# WHAT NEEDS TO BE DONE
Please return only the lines from the one showing "Form = x=X y=Y, a" to the end of the entries, keeping both ends and dropping every picture.

[Referring expression data]
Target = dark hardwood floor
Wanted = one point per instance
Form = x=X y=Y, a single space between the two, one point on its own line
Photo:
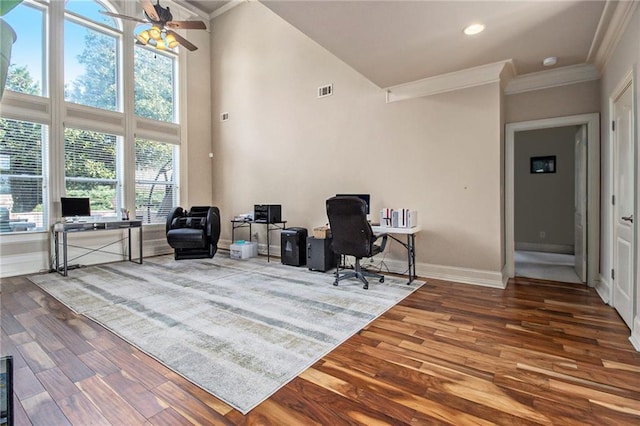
x=538 y=352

# FINISHED EXERCISE
Form = x=X y=Y, a single space between the two, one point on its own line
Photo:
x=538 y=352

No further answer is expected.